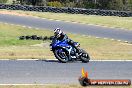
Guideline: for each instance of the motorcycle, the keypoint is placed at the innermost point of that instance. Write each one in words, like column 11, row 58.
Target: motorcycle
column 66, row 53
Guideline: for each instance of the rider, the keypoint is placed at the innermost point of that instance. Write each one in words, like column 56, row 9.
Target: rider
column 61, row 36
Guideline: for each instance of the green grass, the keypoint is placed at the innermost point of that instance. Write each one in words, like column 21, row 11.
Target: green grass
column 110, row 21
column 60, row 86
column 12, row 48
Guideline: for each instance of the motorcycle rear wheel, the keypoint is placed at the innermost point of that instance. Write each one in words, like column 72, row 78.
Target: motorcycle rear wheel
column 61, row 56
column 84, row 56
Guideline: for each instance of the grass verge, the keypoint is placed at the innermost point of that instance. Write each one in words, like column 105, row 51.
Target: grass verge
column 60, row 86
column 109, row 21
column 13, row 48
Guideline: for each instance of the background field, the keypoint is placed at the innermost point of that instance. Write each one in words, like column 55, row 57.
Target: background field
column 13, row 48
column 109, row 21
column 61, row 86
=====
Please copy the rows word for word, from the first one through the line containing "column 84, row 56", including that line, and leave out the pictures.

Guideline: for each instance of the motorcycle, the keypoint is placed at the innermost point of that instance. Write each one in words, like column 11, row 58.
Target: motorcycle
column 66, row 53
Guideline: for each instance of the rider, the keypoint is placed at the innermost point of that instance. Write each one in words, like column 56, row 9.
Target: rider
column 61, row 36
Guideline: for each instance of the green grass, the keypoint is placed at the innermost point of that instance. Write each one in words, like column 21, row 11.
Target: green grass
column 110, row 21
column 60, row 86
column 12, row 48
Guideline: for each instance of the motorcycle rear wheel, the keypoint is placed at the innermost point of that instance. Write each one in words, like column 72, row 78.
Target: motorcycle rear wheel
column 61, row 56
column 84, row 56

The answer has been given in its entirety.